Tasks and exercises:
• A. According to the article on the ECA COVID-19 report, to what rate is the continent's economic growth expected to slow in a best-case scenario?
• B. List every percentage figure that appears in the article on the ECA COVID-19 report.
• C. Quote the article on the ECA COVID-19 report between "In statement, UN" and "address their needs.", inclusive.

Without adequate protection, over 300,000 Africans could lose their lives to Coronavirus (COVID-19) due to the continent’s struggling economies, a report by the Economic Commission for Africa (ECA) has warned.
The report, which will be launched virtually on Friday, is titled, COVID-19: Protecting African Lives and Economies. It says Africa’s fragile health systems could see additional costs being imposed on them.
To date, over 17,000 people in Africa have been infected and nearly 1000 lives have been lost to the pandemic.
According to the report, the economic growth rate of the continent is expected to slow down from 3.2 percent to 1.8 percent in a best-case scenario, pushing close to 27 million people into extreme poverty.
In statement, UN Under Secretary-General and Executive Secretary, Economic Commission for Africa, Vera Songwe, said $100 billion is needed to help counties address their needs.
“To protect and build towards the Continent’s shared prosperity, $100 billion is needed to urgently and immediately provide fiscal space to all countries to help address the immediate safety net needs of the populations,” she said
The report said 56 percent of its urban population is concentrated in slums or informal dwellings and only 34 percent of African households have access to basic handwashing facilities.
“The economic costs of the Pandemic have been harsher than the direct impact of the COVID-19. Across the continent, all economies are suffering from the sudden shock to the economies. The physical distancing needed to manage the pandemic is suffocating and drowning economic activity,” she added
According to the report Africa’s small and medium enterprises risk complete closure if there is no immediate support.
Also, oil price which accounts for 40 percent of Africa’s exports has halved in value, while major African exports, such as textiles and fresh-cut flowers have crashed.
Meanwhile, tourism, which adds up to 38 percent of some African countries’ GDP has effectively halted as has the airline industry that supports it.
On partnerships, the report underscores that African economies are interconnected; and that the response to the crisis “must bring us together as one.”

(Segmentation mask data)
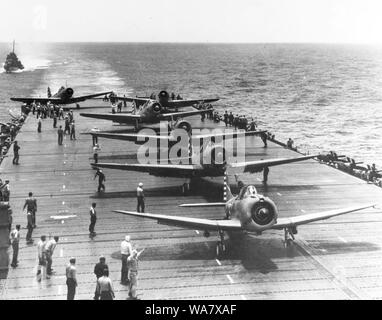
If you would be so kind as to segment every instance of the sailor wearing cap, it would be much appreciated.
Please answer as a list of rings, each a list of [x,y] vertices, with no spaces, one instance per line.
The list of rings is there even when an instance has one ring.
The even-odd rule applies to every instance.
[[[143,183],[140,182],[137,188],[137,212],[145,212],[145,195],[143,193]]]
[[[74,300],[77,287],[76,277],[76,259],[70,258],[69,264],[66,266],[66,285],[68,287],[67,300]]]
[[[137,286],[138,286],[138,259],[142,254],[141,251],[133,250],[131,256],[127,259],[129,264],[129,297],[132,299],[137,299]]]
[[[131,255],[133,251],[132,245],[130,243],[130,236],[125,236],[125,240],[121,242],[121,284],[128,284],[128,273],[129,268],[127,266],[127,258]]]

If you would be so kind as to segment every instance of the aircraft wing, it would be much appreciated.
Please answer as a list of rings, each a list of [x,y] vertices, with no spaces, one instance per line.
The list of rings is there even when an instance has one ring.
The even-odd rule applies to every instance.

Replies:
• A. 1.8 percent, down from 3.2 percent.

• B. 3.2 percent, 1.8 percent, 56 percent, 34 percent, 40 percent, 38 percent

• C.
In statement, UN Under Secretary-General and Executive Secretary, Economic Commission for Africa, Vera Songwe, said $100 billion is needed to help counties address their needs.